So there is my go at hitting 10 small cans with 15 shots at 15+ yards. Hope you enjoy the video.


----------



## High Desert Flipper

And here is a more conventional attempt at ten shots at a can from ten meters. I think my short draw attempt went a bit better than my butterfly try...  It would've been hard to do much worse / nice to start from the lowered bar!

Although I was hoping to have a couple more hits. It is probably the frame's fault (one I made last week while continuing my search for optimum OTT fork width / great handle shape). So yes, I woulda probably gone 10 for 10 with a better frame.


----------



## High Desert Flipper

Ibojoe said:


> Awesome butter there Flipper!


Thanks, I try it about once a week. My accuracy goal for now is getting most going forward with none hitting my face on the way by. So far so good.


----------



## Sandstorm

High Desert Flipper said:


> Thanks, I try it about once a week. My accuracy goal for now is getting most going forward with none hitting my face on the way by. So far so good.


Heck yeah, forget the cans. Not hitting yourself in the face is the real win. 😬


----------



## Sandstorm

Grandpa Grumpy said:


> My second attempt using a 12 oz. can this time. 7 hits with my walnut ring shooter, 117b office bands and 3/8" steel. As soon as I find another can I will try to improve my hit count.


Very nice, Grandpa Grumpy! The sound on that 9th shot or so was really satisfying.


----------



## Island made

Ibojoe said:


> Try this. After watching I think I had a miss. I’ll redo it.


Awesome Joe! POW!!!!


----------



## Island made

Tree Man said:


> Ok, here's me.

**STATED GOAL 1:** Locate each line in the records that contains the word "ridge", and copy those lines out.
**STATED GOAL 2:** Carry on the slingshot forum thread, writing what comes after its last line.
The slingshot forum thread and the records have no connection to each other.

Stored dataset entries:

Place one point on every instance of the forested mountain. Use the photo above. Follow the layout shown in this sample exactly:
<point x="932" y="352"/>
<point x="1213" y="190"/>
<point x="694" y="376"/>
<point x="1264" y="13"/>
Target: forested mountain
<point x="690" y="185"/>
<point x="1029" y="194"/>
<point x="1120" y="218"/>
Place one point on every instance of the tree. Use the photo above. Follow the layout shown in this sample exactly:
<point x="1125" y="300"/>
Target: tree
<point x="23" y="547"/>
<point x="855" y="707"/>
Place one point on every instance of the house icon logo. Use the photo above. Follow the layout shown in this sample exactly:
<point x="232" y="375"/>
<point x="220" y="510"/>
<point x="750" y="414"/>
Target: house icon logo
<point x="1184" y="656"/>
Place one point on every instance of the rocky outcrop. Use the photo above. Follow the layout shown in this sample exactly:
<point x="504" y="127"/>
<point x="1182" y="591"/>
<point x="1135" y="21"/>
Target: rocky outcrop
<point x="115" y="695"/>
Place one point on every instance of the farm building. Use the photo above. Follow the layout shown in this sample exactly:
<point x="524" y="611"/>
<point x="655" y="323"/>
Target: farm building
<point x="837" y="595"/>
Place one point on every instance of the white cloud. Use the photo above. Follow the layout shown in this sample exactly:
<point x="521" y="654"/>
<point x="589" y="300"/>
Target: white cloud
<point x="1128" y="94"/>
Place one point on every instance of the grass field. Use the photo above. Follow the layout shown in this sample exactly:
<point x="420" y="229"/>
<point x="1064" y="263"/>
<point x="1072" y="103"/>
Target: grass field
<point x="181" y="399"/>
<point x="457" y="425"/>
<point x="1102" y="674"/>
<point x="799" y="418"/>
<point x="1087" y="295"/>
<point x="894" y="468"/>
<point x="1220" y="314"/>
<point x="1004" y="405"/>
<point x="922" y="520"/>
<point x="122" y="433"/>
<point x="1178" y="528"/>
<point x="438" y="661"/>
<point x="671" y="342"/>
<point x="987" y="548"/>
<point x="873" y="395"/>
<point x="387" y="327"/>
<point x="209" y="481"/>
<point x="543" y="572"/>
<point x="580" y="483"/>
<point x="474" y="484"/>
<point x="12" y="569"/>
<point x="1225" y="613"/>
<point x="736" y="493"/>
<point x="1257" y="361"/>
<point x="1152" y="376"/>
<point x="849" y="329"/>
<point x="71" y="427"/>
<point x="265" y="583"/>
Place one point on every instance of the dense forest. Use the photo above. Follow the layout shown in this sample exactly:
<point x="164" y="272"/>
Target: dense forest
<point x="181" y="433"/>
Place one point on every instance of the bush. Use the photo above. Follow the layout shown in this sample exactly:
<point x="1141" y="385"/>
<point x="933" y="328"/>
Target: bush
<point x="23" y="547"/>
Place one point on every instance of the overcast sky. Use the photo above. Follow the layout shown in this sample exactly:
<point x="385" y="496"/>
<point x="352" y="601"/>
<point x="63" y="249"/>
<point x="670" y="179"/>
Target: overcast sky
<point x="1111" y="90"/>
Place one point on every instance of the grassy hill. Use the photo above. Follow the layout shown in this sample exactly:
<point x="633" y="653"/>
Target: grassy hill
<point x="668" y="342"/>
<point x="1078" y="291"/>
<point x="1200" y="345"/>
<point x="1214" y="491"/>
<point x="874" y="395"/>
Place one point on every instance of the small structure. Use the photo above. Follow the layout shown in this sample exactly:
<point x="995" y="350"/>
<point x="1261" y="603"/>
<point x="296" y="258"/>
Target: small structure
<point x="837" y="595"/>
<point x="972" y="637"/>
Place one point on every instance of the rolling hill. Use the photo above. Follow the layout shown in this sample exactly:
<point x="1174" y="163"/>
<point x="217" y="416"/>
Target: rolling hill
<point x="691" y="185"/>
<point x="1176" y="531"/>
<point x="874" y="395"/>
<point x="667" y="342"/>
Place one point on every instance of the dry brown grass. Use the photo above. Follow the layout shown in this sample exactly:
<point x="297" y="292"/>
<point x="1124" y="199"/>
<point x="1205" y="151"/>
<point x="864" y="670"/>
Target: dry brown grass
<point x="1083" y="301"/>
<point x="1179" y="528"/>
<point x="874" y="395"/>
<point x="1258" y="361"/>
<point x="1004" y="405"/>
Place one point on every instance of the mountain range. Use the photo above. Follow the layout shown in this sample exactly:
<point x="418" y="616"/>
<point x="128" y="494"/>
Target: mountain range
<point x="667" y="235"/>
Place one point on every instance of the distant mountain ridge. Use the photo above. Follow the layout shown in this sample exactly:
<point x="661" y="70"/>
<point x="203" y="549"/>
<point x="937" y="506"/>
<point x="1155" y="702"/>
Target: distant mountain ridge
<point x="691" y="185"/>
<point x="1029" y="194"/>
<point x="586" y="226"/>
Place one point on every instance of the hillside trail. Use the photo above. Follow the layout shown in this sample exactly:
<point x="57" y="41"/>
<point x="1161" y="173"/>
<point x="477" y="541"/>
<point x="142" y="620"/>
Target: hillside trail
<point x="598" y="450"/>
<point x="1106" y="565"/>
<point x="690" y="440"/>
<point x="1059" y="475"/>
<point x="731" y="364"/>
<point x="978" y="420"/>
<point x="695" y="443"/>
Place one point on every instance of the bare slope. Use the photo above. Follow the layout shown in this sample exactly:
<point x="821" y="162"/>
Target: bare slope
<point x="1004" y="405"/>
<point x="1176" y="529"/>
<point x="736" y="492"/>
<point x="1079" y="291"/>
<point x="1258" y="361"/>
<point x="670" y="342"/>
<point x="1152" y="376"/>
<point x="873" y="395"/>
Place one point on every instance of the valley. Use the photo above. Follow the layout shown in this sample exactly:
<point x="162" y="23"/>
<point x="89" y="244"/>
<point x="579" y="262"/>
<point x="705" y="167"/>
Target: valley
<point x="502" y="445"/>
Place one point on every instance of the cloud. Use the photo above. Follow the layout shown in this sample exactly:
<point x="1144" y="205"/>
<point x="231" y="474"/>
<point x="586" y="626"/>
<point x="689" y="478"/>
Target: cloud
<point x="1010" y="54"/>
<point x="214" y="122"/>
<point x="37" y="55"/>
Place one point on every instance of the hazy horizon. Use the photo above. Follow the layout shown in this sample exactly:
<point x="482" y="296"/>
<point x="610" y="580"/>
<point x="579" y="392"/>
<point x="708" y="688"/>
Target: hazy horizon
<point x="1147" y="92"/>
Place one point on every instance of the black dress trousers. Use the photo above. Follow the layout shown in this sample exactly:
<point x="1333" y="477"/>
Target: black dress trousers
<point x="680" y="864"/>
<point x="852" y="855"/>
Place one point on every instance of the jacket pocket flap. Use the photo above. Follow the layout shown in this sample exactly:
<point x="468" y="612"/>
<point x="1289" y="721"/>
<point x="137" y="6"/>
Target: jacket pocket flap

**REPLY 1:**
Place one point on every instance of the distant mountain ridge. Use the photo above. Follow the layout shown in this sample exactly:
Target: distant mountain ridge

**REPLY 2:**
> The distance is 33 feet
> I'm shooting bsb .55s set up for 8mm steelies.
> This is fun! Who's next?


Respectable for anyone! Nice shooting buddy!


----------



## Island made

Port boy said:


>


Very nice Jason! Great shooting.


----------



## Island made

High Desert Flipper said:


> Okay, I said I would go in. And I won't wait for the end of the month to do it. A couple of videos coming up.
> 
> First up, after all the really good shooting here's my attempt to lower the bar. I have been trying butterfly a bit here and there, and my main accuracy goal for now is to get the balls going forward while missing my face. So enjoy 10 shots at a can from 10 meters, butterfly. And please pardon the lack of distance verification- by the time you get to the end of the video you'll see it wasn't really necessary. A few shots edited out to lessen the pain, but overall happy that all shots hit the catchbox (even though one nicked the frame) and the can was actually damaged a bit in the video.


Awesome! Love the butter


----------



## Island made

Awesome shooting everyone! Really enjoyed watching all these.
Here’s my 10 at 10. I know I don’t show distance, but I don’t have a tape longer than 25 feet and i was in a hurry. And we don’t drink pop or anything in a can, but my brother was over so I cut the top off his energy drink 😂


----------



## 31610

Island made said:


> Awesome shooting everyone! Really enjoyed watching all these.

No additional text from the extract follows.